Segmento di testo:

▼

Gigante studiò intensamente testi e problematiche, dedicandosi all’analisi della personalità di Filodemo di Gadara, filosofo epicureo e poeta, l’autore maggiormente rappresentato nella biblioteca della Villa, e all’indagine sui rapporti dell’Epicureismo con le altre filosofie ellenistiche.

Dal 1969, anno della prima edizione di Ricerche Filodemee, Gigante si è dedicato allo studio della personalità del filosofo di Gadara: da Filodemo in Italia (Firenze 1990), ad Altre Ricerche Filodemee e Filodemo nella storia della letteratura greca (entrambi Napoli 1998), a Philodemus ethicus necnon physicus (in Atti del XXII Congresso internazionale di papirologia… 1998, Firenze 2001, pp. 549-558), a Philodemus ridens, in Akten des 23. Internationalen Papyrologenkongresses… 2001, Wien 2007, pp. 239-247. Filodemo, dalla Siria, dove era nato, si trasferì ad Atene e là divenne epicureo alla scuola di Zenone Sidonio che allora dirigeva la Scuola. Successivamente fu a Roma e in Campania, a Napoli e a Ercolano, forse ospite della famiglia dei Pisoni nella Villa. Oltre a Lucio Calpurnio Pisone Cesonino, conobbe Gaio Vibio Pansa, cui dedicò un libro della Retorica, i poeti della cerchia augustea Quintilio Varo, Lucio Vario Rufo, Plozio Tucca, Virgilio, e Cicerone.

▲

Estratti dei dati:
▼

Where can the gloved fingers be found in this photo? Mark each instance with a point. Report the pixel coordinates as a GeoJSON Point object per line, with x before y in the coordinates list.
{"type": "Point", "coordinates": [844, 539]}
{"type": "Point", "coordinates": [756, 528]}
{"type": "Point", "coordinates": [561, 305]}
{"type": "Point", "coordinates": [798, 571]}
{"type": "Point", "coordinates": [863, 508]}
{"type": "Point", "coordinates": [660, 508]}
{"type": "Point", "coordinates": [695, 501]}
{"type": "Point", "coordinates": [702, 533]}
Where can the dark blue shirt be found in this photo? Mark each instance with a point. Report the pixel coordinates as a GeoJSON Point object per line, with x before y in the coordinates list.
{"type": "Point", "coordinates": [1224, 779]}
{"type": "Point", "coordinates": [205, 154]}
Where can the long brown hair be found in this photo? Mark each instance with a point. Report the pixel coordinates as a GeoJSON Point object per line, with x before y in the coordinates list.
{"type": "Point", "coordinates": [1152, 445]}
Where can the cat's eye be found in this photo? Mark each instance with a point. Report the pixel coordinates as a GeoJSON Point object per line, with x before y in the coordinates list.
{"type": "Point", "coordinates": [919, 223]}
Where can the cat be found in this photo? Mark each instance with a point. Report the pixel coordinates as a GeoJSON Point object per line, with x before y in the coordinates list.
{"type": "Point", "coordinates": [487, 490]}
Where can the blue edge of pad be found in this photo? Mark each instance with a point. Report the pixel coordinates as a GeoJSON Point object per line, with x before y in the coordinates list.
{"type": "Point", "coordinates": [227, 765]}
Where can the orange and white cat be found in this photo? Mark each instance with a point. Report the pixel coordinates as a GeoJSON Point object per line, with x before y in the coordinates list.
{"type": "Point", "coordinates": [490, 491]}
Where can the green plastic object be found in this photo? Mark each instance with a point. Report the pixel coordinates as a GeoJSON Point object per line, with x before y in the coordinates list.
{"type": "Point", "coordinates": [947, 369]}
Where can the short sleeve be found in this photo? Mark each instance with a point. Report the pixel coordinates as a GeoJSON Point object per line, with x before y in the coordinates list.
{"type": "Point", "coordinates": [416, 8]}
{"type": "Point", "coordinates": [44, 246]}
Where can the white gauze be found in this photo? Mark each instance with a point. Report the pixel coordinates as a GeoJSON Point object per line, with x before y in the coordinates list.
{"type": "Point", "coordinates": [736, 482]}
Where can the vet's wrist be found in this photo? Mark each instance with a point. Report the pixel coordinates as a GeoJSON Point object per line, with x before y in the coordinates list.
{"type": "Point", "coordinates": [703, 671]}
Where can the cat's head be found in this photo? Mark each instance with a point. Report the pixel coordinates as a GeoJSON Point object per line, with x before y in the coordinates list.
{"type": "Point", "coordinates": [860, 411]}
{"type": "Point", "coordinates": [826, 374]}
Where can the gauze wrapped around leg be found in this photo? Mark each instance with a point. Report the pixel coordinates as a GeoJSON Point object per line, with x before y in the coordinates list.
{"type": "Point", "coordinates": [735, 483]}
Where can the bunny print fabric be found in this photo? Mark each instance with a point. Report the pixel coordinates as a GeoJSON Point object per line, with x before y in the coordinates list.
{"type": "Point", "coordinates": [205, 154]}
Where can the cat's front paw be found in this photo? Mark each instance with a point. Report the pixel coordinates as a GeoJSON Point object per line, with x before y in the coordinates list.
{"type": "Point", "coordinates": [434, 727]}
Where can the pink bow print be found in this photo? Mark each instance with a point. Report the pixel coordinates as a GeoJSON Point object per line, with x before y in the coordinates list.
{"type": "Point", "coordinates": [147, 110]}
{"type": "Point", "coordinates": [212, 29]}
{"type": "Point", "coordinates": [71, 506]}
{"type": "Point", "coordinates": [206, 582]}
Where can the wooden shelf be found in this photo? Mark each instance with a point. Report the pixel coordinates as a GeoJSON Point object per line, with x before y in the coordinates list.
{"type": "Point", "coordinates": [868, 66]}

▲

Le tue istruzioni:
Nel testo su Filodemo, alla scuola di chi Filodemo divenne epicureo ad Atene?

Spazio risposta:
Alla scuola di Zenone Sidonio, che allora dirigeva la Scuola.